# snow way plow



## harold1965 (Dec 11, 2011)

plow worked good last year, stored indoors hooked up this year and plow will not go up or down but does move left and right , sounds like everything is running when triing to move up or down ,,any suggestions


----------



## Curro (Nov 28, 2011)

Been asking the same question without a response. My problem is the plow wont angel left or right. I hear running but it just wont angel. From what I have read on the net I'm going to try to drain and flush the unit. Drain tank, disconnect the angle and lift hoses and drain cylinders. Fill with Meyers hydra flush. Let it cycle a bunch of times then drain. At this time you can remove the tank and clean/replace the filter if necessary. Reassemble and fill with snowplow fluid. This is pretty much what I'm going to try tomorrow and see if I can get it moving side to side. Good luck and I hope that someone with experience chimes in.


----------



## basher (Nov 13, 2004)

The wipers could be hung on the ram. Curro, Do you have plenty of fluid? Harold, Try lifting the plow with a jack while you raise it. just a little should push should do it if it is stuck.


----------



## floriolandscape (Dec 12, 2010)

I had the same issue with my sno way 26 series this year. But, mine wouldn't move at all. Always stored indoors and maintained with proper care. I exhausted all of my options and finally took it to the dealer, turns out it was the main relief valve that had blown. In cases such as these make sure you know what you're doing, if you don't you're better off paying the shop to fix it up for you.


----------



## BruceLyon (Nov 9, 2011)

*sno way plow*

Basher, what do you think, is this a common problem with the sno-ways? I'm currently shopping plows for my 2007 Ram 4x4, and am hoping to get advice on the overall performance and durabilty of the sno-way plows...you guys like them??
··········
PROBLEM 1 ::
Reproduce, word for word, the part of the listing that opens with the line containing "Mark the white flag" and runs through the final line of the listing.
PROBLEM 2 ::
Carry on the forum thread about the Snow Way plow that won't lift or angle, starting right after the last sentence shown.

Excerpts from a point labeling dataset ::
··········
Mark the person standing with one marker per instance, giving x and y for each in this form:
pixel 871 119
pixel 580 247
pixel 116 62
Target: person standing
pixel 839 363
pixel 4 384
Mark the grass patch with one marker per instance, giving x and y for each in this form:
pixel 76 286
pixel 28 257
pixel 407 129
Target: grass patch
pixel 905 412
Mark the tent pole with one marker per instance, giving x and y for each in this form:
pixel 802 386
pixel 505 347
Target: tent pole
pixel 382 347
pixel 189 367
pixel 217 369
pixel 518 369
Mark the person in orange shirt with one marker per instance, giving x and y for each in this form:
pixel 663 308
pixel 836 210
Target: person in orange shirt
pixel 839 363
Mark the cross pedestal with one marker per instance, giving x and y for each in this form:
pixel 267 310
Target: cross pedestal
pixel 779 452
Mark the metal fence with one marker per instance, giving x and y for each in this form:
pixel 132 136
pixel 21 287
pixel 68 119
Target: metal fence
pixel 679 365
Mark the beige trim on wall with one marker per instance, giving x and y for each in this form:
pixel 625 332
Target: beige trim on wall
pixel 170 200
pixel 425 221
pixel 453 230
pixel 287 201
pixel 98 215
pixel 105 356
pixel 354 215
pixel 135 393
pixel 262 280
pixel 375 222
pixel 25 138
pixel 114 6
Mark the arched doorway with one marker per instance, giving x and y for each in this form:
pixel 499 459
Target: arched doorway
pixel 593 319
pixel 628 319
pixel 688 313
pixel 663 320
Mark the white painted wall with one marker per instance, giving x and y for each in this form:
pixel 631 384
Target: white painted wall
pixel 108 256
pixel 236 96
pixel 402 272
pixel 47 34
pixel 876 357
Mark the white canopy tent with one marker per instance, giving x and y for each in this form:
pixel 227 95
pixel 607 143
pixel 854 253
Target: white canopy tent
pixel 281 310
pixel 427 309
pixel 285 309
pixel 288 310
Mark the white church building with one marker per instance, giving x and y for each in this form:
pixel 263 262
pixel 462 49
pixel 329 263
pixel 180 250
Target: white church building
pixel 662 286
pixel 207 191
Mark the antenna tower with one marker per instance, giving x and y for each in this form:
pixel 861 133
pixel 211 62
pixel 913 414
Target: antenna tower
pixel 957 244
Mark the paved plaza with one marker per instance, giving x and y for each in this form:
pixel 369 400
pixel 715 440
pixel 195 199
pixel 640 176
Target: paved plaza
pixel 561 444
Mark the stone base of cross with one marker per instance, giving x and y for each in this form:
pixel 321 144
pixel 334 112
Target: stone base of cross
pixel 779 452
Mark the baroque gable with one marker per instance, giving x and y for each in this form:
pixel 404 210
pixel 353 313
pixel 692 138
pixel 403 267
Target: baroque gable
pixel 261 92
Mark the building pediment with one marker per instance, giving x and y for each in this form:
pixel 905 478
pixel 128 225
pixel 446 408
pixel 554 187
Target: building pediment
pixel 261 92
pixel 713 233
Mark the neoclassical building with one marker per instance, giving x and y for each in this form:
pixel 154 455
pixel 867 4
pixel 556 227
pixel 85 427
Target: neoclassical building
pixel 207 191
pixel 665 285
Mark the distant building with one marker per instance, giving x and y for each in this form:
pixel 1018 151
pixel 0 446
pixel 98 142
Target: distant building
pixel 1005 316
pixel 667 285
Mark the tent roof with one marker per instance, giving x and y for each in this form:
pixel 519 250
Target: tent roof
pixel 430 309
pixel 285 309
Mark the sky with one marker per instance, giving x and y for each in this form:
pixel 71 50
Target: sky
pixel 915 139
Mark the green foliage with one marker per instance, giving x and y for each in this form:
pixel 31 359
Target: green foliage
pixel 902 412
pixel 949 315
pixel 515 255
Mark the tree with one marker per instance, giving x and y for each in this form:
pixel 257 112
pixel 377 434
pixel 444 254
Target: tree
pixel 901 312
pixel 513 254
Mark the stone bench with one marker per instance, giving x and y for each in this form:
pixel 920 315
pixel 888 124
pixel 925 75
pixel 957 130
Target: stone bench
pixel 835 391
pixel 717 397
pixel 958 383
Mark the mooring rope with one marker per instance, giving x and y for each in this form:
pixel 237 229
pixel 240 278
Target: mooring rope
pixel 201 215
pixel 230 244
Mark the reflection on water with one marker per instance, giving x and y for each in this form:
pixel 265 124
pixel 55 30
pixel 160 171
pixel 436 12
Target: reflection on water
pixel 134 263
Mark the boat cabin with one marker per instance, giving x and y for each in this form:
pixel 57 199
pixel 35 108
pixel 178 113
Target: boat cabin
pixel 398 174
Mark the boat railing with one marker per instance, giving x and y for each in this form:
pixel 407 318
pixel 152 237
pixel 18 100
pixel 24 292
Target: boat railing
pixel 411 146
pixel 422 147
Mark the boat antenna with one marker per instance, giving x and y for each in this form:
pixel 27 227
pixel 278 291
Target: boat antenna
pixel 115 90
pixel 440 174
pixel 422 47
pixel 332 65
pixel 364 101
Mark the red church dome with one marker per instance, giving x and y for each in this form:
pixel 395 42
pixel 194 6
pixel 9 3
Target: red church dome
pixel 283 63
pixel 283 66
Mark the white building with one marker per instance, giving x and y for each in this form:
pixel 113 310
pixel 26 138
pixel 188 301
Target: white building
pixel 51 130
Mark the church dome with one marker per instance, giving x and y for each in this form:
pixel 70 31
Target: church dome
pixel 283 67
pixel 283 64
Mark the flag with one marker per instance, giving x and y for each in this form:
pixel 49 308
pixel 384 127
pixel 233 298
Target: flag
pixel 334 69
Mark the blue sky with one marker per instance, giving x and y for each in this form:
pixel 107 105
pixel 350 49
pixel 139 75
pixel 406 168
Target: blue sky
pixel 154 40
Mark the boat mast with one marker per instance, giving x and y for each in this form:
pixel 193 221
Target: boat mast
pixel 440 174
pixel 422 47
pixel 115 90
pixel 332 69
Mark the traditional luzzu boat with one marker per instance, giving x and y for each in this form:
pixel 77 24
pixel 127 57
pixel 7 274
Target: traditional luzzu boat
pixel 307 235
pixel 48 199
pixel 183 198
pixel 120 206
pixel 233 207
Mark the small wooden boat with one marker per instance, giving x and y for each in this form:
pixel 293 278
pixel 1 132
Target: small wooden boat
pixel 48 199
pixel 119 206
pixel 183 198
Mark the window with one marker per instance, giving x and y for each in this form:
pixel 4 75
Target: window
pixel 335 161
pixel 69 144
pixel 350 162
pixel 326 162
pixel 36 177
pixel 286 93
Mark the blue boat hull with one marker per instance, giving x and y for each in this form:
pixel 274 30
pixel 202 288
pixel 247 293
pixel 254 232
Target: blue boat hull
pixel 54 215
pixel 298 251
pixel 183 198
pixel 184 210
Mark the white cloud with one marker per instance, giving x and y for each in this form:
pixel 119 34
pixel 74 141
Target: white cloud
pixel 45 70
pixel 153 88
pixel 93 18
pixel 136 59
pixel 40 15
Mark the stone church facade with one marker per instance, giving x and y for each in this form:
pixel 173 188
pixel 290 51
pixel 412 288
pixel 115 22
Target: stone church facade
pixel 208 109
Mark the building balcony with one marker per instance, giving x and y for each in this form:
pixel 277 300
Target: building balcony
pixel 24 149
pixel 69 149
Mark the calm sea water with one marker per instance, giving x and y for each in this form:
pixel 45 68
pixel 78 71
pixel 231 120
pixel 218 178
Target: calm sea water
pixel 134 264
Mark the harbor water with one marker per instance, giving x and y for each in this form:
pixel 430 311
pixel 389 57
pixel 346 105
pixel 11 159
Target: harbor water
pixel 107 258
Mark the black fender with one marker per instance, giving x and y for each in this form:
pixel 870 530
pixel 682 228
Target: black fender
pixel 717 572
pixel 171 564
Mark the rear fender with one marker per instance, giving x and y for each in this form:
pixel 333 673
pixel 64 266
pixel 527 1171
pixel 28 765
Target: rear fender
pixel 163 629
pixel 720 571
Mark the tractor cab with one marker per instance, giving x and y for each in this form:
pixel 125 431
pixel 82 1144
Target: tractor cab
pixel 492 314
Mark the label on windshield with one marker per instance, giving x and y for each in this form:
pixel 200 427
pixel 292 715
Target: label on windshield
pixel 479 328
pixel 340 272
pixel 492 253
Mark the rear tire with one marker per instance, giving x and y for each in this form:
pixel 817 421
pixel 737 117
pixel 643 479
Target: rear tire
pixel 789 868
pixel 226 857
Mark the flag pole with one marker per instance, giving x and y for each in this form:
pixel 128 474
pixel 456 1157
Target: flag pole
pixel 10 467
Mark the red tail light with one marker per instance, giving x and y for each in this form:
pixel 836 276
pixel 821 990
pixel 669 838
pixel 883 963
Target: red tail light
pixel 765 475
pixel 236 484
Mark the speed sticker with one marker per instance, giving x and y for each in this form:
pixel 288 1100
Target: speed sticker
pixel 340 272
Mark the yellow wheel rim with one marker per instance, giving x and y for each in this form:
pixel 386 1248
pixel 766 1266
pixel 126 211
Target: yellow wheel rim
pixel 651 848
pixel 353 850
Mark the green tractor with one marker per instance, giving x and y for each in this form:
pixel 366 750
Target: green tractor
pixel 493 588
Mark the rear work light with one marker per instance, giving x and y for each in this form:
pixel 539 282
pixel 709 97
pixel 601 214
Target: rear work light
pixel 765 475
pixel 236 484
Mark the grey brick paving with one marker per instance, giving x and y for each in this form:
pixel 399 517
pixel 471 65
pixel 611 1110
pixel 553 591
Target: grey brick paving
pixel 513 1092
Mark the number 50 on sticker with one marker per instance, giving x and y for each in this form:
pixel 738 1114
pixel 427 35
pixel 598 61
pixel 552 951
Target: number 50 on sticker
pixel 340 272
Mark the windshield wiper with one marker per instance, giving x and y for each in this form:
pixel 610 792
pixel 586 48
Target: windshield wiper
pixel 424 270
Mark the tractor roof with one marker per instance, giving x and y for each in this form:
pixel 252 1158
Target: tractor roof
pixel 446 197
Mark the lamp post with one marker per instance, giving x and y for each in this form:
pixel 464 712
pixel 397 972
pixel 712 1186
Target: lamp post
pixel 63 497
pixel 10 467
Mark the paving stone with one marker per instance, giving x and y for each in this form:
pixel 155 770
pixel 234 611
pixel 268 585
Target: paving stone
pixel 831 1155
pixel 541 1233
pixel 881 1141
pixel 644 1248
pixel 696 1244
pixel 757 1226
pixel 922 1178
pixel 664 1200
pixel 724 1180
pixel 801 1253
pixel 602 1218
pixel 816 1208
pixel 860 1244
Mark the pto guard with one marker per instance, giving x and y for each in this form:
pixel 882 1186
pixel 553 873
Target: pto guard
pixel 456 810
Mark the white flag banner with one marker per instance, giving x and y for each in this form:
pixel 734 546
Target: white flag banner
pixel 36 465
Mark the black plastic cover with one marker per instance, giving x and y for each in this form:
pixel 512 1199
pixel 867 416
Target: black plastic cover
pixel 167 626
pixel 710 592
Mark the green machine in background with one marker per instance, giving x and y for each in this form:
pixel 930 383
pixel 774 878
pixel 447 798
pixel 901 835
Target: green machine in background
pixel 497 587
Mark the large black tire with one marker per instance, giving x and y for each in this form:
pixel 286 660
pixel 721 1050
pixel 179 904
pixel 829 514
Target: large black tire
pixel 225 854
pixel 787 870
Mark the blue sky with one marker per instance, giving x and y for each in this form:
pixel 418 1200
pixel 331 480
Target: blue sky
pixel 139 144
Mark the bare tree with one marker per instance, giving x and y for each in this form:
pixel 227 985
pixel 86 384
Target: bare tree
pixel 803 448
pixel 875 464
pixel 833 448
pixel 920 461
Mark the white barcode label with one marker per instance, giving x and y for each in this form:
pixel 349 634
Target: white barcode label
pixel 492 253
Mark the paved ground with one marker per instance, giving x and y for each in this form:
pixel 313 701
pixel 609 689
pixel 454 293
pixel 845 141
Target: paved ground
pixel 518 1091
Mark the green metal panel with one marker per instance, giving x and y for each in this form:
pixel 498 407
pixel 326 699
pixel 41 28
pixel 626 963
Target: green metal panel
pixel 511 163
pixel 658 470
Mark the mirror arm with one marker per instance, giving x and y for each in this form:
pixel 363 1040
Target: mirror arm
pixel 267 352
··········
ANSWER 1 ::
Mark the white flag banner with one marker per instance, giving x and y for each in this form:
pixel 734 546
Target: white flag banner
pixel 36 465
Mark the black plastic cover with one marker per instance, giving x and y for each in this form:
pixel 512 1199
pixel 867 416
Target: black plastic cover
pixel 167 626
pixel 710 592
Mark the green machine in background with one marker per instance, giving x and y for each in this form:
pixel 930 383
pixel 774 878
pixel 447 798
pixel 901 835
Target: green machine in background
pixel 497 587
Mark the large black tire with one marker per instance, giving x and y for each in this form:
pixel 286 660
pixel 721 1050
pixel 179 904
pixel 829 514
Target: large black tire
pixel 225 854
pixel 787 870
Mark the blue sky with one marker per instance, giving x and y for each in this form:
pixel 418 1200
pixel 331 480
Target: blue sky
pixel 139 144
Mark the bare tree with one marker per instance, giving x and y for each in this form:
pixel 227 985
pixel 86 384
Target: bare tree
pixel 803 448
pixel 875 464
pixel 833 448
pixel 920 461
Mark the white barcode label with one marker per instance, giving x and y for each in this form:
pixel 349 634
Target: white barcode label
pixel 492 253
Mark the paved ground with one marker per instance, giving x and y for each in this form:
pixel 313 701
pixel 609 689
pixel 454 293
pixel 845 141
Target: paved ground
pixel 518 1091
Mark the green metal panel with one marker per instance, giving x and y for each in this form:
pixel 498 407
pixel 326 699
pixel 41 28
pixel 626 963
Target: green metal panel
pixel 511 163
pixel 658 470
Mark the mirror arm with one marker per instance, giving x and y for each in this form:
pixel 363 1040
Target: mirror arm
pixel 267 352

ANSWER 2 ::
Thanks in adance!


----------



## basher (Nov 13, 2004)

No blown relief valves while sitting is something I have never seen. Normally when they are hung after the summer it is just dry/tight wipers on the rams


----------



## blazer2plower (Nov 19, 2011)

BruceLyon;1386957 said:


> Basher, what do you think, is this a common problem with the sno-ways? I'm currently shopping plows for my 2007 Ram 4x4, and am hoping to get advice on the overall performance and durabilty of the sno-way plows...you guys like them??
> 
> Thanks in adance!


I love my 24D my next plow will be a sno-way with wings I do take care of my plow I wipe it down with fluid film a few times a year. If you take care of it. It will take care of you.

I love my Z


----------



## BruceLyon (Nov 9, 2011)

Thanks!! I apreciate your insight.


----------



## the_jack_82 (Dec 23, 2011)

*SNOWAY Instal question*

A couple questions about wiring a SNOWAY.
we purchased a 28D V plow that came off a 2000 chevy 3500 (old body style), and thats what we are mounting it on
















On the W1 Harness (#96103237) R1 Terminal (gray, Tan and Brown Wires) that go to the solenoid, there was a diode (I think, see pic) between a wire, is it needed (it was unplugged in the box when we got it.

And also on the W1 harness, the red black goes to ignition, do you get this from under the hood at the fuse box, or under dash? Then the R2 (black wire) Is that a ground?

Also, where in the heck is there room to shove the wires through the grill?


----------



## basher (Nov 13, 2004)

Yes, you need the diode. 
The red wire is a keyed 12 volt
the black wire is a ground.


----------



## the_jack_82 (Dec 23, 2011)

Great Thanks!
Keyed 12 volt from anywhere?
And thanks again, I hate the smell of burning wires!


----------



## the_jack_82 (Dec 23, 2011)

Oh yeah,
where would you put the wires, with the hook ups, through the grill? Go under the bumper? Cut a hole in the hood?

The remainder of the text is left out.